• Texte à lire

· · ·

L’une des pires conséquences de la désunion est d’introduire au sein des Églises toutes sortes d’antithèses qui engendrent des conflits aussi violents, si ce n’est plus, que ceux du monde. Sur ce point, nous autres chrétiens, nous ressemblons à une armée vulnérable parce que soumise à différents commandements. N’eût été le miracle de la grâce, je crains que nous eussions non seulement perdu toutes les batailles, mais encore disparu de la face de la terre!
Je voudrais mentionner encore l’une des plus grandes faiblesses de l’Église, engendrée par sa désunion : l’absence de la clé du Royaume; c’est-à-dire de l’exercice d’une saine discipline ecclésiastique. Lorsque par motif de fidélité biblique telle Église croit devoir prendre des sanctions envers l’un de ses membres, pécheur non repenti, le membre en question — et de nos jours on ne peut pas les classer aisément — peut facilement s’adresser à une autre Église, laquelle, sous prétexte d’esprit d’accueil et d’ouverture, n’hésitera pas à l’accepter comme membre à part entière sans aucune condition. Sous prétexte que Jésus a accueilli de grands pécheurs, et il l’a certainement fait, des ministres du culte, plus démagogues que véritables pasteurs établis par le grand Berger, se moquent éperdument de la Parole et de la discipline que le Seigneur de l’Église a imposées. C’est ainsi que, tant de nos Églises ne sont rien d’autre que de véritables auberges espagnoles, où chacun peut trouver ce qu’il souhaite, sauf la bonne et saine nourriture de l’Esprit. Il semble plus aisé de nos jours de changer d’Église que d’association sportive! Toutefois, l’abus de la discipline n’est pas la solution de rechange.
Quant à nous, cherchons, voulez-vous, les fondements bibliques de l’unité chrétienne. Je dis bien les fondements bibliques et non un opportunisme sociopolitique ou même psychologique qui réunirait les Églises de manière tout artificielle.
« Je suis le chemin, la vérité et la vie », a dit Jésus-Christ (Jn 14.6). « Si vous demeurez dans ma parole, vous êtes vraiment mes disciples; vous connaîtrez la vérité et la vérité vous rendra libres » (Jn 8.31-32).
La vérité, sa vérité en tant qu’essence même de sa personne divine et du Royaume des cieux, nous affranchira, à condition que nous nous associions à elle; à condition que nous nous engagions à suivre Jésus-Christ. Ne nous étonnons pas de sa prière : « Sanctifie-les par la vérité : ta parole est la vérité » (Jn 17.17). L’unité de l’Église se fondera sur l’unité qui contient et prononce l’Évangile.
Certes, aucune Église particulière n’a le monopole. Aucune ne vit totalement cette vérité. Aussi, chacun doit la chercher sans répit.
L’unité dans la foi exige un certain accord autour des grands points fondamentaux de la révélation chrétienne, avec une absolue loyauté dans la pensée et sous la claire direction de l’Esprit.

· · ·

• Objectif visé 1
D'après le texte sur l'unité chrétienne, à quoi les chrétiens ressemblent-ils sur le point de la désunion ?
La liste n'a aucun rapport avec le texte.

• Données à utiliser
· · ·

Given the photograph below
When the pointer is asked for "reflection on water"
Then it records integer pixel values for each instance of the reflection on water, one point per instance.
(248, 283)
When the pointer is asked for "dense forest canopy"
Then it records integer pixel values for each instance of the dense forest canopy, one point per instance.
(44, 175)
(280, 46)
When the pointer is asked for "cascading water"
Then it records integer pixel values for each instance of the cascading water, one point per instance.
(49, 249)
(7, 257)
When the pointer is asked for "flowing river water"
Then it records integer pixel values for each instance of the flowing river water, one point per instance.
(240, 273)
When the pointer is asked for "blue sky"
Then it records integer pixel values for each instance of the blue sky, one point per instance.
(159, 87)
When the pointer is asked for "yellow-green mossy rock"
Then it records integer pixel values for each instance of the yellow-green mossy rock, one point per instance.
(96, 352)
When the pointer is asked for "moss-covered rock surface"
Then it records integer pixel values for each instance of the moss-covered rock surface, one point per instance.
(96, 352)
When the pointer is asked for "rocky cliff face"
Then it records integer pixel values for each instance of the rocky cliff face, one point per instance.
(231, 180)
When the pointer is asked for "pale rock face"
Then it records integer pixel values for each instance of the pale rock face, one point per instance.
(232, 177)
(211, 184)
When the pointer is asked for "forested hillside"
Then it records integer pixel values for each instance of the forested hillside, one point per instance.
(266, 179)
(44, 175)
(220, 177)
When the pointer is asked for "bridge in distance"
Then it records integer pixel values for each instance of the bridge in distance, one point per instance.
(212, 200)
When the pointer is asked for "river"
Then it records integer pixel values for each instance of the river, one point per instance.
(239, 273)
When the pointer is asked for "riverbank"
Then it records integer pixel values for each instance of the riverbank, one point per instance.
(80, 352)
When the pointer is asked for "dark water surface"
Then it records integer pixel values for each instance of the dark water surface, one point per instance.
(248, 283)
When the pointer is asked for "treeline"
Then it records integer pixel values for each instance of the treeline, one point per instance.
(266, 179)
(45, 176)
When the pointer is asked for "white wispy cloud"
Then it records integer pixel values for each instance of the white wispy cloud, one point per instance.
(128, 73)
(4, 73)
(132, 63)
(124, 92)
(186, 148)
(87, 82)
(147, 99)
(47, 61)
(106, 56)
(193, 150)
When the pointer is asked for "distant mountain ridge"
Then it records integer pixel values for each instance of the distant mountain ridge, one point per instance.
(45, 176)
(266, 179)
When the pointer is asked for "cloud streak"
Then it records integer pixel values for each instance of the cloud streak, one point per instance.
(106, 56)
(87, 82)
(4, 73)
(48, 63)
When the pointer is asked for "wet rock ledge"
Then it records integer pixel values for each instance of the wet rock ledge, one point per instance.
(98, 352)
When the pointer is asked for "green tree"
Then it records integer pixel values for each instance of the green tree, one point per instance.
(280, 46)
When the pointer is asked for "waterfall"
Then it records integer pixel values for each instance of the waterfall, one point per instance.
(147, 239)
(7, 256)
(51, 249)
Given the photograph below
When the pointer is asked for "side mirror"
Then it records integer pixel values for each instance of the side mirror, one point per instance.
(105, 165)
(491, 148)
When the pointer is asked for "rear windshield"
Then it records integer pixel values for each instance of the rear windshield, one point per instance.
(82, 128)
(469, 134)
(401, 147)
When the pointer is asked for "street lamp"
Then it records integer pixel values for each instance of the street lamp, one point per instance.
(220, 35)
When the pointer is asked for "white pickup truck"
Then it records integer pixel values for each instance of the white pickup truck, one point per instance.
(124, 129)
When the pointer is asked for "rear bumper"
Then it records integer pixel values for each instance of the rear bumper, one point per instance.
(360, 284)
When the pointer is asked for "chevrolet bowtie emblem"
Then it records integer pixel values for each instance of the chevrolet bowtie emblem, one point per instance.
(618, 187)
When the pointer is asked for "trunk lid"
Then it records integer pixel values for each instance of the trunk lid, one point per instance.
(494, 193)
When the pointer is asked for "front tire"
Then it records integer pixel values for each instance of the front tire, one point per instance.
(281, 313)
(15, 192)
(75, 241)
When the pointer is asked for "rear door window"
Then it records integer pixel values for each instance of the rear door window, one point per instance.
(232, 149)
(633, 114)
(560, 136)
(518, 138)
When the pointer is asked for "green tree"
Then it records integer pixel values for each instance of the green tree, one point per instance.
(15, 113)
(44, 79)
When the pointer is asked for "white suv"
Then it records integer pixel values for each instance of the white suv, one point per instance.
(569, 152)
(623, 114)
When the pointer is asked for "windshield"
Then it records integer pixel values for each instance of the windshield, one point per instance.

· · ·

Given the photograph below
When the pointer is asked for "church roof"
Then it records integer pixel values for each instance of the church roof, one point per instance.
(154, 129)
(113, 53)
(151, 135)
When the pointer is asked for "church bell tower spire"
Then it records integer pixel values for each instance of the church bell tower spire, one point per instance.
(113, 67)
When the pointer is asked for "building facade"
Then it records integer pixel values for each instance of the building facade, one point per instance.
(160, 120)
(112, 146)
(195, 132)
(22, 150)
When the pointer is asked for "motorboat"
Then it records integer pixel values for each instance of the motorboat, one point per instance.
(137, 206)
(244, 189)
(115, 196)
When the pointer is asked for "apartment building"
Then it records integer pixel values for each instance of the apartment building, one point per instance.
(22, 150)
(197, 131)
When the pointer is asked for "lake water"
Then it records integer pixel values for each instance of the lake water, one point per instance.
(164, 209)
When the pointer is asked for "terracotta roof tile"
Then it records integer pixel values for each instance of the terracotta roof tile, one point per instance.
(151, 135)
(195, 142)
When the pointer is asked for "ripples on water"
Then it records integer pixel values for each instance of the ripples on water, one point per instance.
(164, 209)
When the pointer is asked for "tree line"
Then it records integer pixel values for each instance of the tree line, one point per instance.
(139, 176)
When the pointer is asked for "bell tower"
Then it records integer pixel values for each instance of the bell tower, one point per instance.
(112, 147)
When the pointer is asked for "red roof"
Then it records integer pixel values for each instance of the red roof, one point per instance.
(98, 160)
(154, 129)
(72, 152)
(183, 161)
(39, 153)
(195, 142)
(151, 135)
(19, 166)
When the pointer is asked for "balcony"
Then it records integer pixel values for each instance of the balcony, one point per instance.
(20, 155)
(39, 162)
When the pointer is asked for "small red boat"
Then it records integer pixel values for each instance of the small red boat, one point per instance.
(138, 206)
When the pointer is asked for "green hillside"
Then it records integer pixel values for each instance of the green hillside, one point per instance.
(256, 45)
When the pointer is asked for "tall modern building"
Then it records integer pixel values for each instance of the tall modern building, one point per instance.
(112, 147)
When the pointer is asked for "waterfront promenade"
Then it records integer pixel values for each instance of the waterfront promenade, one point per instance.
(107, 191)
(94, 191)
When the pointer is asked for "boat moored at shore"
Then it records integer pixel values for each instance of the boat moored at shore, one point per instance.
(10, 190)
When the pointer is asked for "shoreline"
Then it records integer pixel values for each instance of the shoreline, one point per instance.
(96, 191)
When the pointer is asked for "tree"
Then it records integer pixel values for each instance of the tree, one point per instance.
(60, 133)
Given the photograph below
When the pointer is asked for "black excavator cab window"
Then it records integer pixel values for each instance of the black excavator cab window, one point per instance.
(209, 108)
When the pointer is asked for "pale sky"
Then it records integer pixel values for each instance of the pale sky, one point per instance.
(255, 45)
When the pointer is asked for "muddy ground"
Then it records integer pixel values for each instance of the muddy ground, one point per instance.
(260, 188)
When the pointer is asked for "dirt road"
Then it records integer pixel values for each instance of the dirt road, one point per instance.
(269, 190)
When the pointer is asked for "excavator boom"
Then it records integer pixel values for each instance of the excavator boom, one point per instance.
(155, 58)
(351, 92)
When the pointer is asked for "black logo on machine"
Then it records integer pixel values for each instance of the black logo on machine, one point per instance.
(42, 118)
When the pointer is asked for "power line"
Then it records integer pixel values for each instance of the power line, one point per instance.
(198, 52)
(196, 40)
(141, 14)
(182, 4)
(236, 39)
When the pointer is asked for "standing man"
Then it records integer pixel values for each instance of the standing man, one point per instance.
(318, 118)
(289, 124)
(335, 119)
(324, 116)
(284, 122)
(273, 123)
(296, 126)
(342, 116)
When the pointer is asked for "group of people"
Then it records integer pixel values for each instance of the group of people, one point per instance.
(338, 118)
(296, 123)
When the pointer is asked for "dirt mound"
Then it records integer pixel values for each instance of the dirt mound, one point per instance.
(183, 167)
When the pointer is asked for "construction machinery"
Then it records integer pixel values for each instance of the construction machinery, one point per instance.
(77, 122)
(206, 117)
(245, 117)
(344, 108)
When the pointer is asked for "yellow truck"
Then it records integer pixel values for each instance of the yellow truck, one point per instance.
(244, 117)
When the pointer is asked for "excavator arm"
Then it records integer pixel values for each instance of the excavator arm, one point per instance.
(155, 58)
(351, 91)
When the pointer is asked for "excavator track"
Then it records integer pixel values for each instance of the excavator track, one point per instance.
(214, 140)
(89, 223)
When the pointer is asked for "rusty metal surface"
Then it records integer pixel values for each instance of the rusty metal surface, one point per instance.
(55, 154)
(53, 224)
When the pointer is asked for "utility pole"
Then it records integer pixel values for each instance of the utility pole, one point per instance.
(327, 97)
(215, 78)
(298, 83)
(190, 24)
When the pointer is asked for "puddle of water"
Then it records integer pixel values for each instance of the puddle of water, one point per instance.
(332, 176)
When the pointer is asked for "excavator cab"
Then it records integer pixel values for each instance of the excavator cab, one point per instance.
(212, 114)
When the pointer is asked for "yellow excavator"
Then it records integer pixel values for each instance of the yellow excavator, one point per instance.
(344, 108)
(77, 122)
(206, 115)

· · ·

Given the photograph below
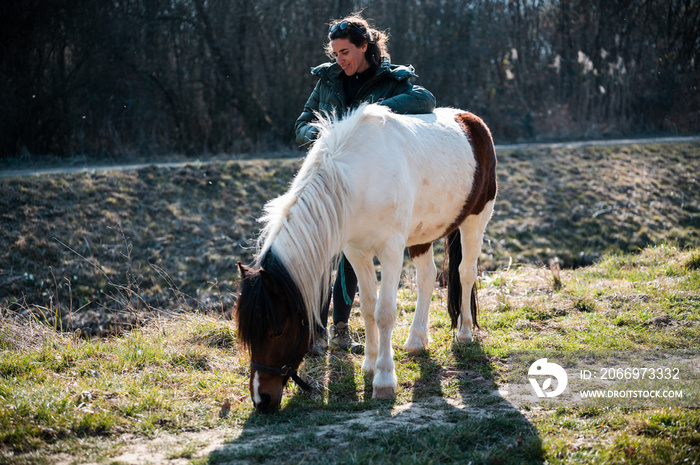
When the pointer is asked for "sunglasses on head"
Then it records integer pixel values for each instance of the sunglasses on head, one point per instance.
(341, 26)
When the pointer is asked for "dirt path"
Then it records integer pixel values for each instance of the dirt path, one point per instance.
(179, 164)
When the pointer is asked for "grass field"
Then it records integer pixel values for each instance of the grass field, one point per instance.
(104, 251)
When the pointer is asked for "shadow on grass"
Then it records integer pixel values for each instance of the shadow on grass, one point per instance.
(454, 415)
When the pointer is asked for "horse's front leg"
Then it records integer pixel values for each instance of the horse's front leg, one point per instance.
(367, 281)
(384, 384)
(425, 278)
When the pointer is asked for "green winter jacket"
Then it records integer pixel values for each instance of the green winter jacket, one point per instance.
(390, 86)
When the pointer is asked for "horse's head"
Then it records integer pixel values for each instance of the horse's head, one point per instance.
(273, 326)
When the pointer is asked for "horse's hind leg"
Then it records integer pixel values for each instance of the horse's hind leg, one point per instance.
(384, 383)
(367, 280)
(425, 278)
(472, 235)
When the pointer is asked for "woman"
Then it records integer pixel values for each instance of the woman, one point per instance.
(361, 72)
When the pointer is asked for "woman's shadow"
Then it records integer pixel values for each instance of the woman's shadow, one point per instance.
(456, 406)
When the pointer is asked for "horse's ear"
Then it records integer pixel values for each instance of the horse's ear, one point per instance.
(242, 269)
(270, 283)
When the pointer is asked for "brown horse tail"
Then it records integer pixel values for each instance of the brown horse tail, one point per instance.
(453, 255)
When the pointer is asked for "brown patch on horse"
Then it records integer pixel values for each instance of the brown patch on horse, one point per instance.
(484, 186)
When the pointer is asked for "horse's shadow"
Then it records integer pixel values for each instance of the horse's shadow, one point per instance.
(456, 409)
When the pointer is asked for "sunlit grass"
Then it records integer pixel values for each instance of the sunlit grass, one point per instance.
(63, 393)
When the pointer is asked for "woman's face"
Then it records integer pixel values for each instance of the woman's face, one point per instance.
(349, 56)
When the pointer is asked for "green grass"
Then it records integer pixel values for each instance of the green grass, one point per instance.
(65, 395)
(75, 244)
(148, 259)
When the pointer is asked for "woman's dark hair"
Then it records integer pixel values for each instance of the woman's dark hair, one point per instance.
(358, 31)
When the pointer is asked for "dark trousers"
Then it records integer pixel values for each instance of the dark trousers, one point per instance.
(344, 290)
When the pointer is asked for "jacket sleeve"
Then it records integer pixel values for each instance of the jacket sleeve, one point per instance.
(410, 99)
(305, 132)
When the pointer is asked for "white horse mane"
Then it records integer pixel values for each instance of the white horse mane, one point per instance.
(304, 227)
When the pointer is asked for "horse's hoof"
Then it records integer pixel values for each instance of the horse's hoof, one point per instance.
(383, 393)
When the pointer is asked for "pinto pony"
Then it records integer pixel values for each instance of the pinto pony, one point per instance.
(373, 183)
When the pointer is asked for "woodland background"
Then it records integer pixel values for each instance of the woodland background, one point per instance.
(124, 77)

· · ·

• Objectif visé 2
Repérez dans la liste chaque ligne qui contient le mot « tall » et recopiez-la. La casse compte.

• Réponse rédigée 1
À une armée vulnérable parce que soumise à différents commandements.

• Réponse rédigée 2
When the pointer is asked for "tall modern building"
Then it records integer pixel values for each instance of the tall modern building, one point per instance.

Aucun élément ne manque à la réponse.